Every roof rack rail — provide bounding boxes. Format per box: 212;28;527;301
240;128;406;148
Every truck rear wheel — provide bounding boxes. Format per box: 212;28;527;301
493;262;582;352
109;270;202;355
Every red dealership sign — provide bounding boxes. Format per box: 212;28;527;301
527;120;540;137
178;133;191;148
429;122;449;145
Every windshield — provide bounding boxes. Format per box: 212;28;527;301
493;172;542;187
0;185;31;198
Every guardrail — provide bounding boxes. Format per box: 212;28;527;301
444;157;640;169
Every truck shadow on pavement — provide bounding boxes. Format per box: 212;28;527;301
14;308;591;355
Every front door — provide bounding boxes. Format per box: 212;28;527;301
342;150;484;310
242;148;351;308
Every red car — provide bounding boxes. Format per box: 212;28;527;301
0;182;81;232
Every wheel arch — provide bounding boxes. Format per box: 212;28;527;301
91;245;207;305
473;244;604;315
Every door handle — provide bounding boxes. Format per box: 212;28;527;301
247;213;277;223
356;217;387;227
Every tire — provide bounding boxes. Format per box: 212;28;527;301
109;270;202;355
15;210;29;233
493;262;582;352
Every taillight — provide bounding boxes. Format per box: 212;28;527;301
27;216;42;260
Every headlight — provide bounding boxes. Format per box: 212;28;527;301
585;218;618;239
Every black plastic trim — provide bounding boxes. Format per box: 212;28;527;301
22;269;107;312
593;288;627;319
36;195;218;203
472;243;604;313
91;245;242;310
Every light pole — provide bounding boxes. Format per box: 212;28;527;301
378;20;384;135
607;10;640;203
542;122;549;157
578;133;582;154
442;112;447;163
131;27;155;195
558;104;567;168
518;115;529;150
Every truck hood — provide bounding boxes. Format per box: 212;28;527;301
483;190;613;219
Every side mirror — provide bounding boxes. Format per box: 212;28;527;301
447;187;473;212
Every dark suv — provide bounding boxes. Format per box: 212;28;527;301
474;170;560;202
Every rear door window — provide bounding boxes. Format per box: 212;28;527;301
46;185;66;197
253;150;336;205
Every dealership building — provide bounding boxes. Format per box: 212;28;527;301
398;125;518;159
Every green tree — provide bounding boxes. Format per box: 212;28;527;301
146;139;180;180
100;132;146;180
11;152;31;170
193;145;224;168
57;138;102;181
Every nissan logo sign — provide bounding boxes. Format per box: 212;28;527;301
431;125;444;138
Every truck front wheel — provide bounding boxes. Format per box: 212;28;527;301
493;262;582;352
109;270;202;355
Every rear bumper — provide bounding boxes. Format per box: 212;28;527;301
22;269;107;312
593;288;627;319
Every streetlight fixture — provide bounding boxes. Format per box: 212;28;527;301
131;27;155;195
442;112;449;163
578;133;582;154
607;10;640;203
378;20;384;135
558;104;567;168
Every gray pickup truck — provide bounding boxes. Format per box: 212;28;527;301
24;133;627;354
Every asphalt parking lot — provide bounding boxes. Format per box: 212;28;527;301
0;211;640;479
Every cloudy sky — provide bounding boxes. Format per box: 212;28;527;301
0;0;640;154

○ ○ ○

- **Brief**: Reproduce all of the records above word for word and in the same order.

- **Complete response**:
Every roof rack rail — provide bounding boxes. Format per box: 212;28;527;301
240;128;406;148
Every truck rear wheel — provide bounding boxes. Format per box: 212;28;527;301
493;262;582;352
109;270;202;355
Every red dealership sign — provide bounding boxes. Format per box: 212;28;527;301
527;120;540;137
178;133;191;148
429;122;449;145
Every windshield — provide bounding boxes. Format per box: 212;28;527;301
493;172;542;187
0;185;31;198
Every guardrail — provide bounding boxes. Format per box: 212;28;527;301
444;157;640;169
Every truck shadow on pavement — provide bounding boxes. Format per box: 212;28;527;301
14;308;591;355
Every front door — provide bounding boxes. Format per box: 212;28;527;301
342;150;484;310
242;148;351;308
Every red car — provide bounding boxes. Format per box: 212;28;527;301
0;182;81;232
Every wheel arch — provide bounding boxes. Format per box: 212;28;527;301
91;245;207;305
473;244;604;315
Every door handle — provide bounding boxes. Format per box: 212;28;527;301
247;213;277;223
356;217;387;227
Every tire — provide bounding boxes. Format per box: 212;28;527;301
109;270;202;355
15;210;29;233
493;262;582;352
Every taillight — provide bounding boxes. Format per box: 212;28;527;301
27;216;42;260
Every headlight — provide bounding boxes. Format per box: 212;28;527;301
585;218;618;239
Every black plastic trim — provide bounding boxes. Format per box: 212;28;527;301
22;269;107;312
593;288;627;319
36;195;218;203
472;243;604;313
91;245;242;310
Every light pole — provide bounding boxes. Format per box: 212;28;527;301
378;20;384;135
607;10;640;203
542;122;549;157
578;133;582;154
442;112;447;163
131;27;155;195
558;104;567;168
518;115;529;150
Every truck hood — provide bounding boxes. Format per box: 212;28;527;301
483;190;613;219
Every side mirror — provide bounding boxes. Format per box: 212;28;527;301
447;187;473;212
Every dark suv — provide bounding boxes. Format per box: 212;28;527;301
474;170;560;202
Every rear door window — provide bounding boxes. Format per box: 212;28;527;301
46;185;66;197
253;150;336;205
Every dealership building — provide bounding boxes. Format per box: 212;28;527;301
398;125;518;159
Every green tree — provide bounding boxes. Format per box: 212;28;527;301
146;139;180;180
100;132;146;180
11;152;31;170
193;145;224;168
57;138;102;181
Every nissan logo sign — provide bounding boxes. Format per box: 212;28;527;301
431;125;444;138
Every truck front wheel — provide bounding boxes. Format per box: 212;28;527;301
493;262;582;352
109;270;202;355
Every rear bumper — provide bounding boxes. Format per box: 212;28;527;301
22;269;107;312
593;288;627;319
Every streetlight fixture — provide bounding boxes. Format per box: 212;28;527;301
131;27;155;195
442;112;449;163
578;133;582;154
607;10;640;203
378;20;384;135
558;104;567;168
Every gray pickup truck — provide bounding boxes. Format per box: 212;28;527;301
24;133;627;354
Every asphalt parking lot — provide bounding boxes. Format per box: 212;28;527;301
0;211;640;479
Every cloudy sky — provide bounding boxes. Format per box: 212;28;527;301
0;0;640;154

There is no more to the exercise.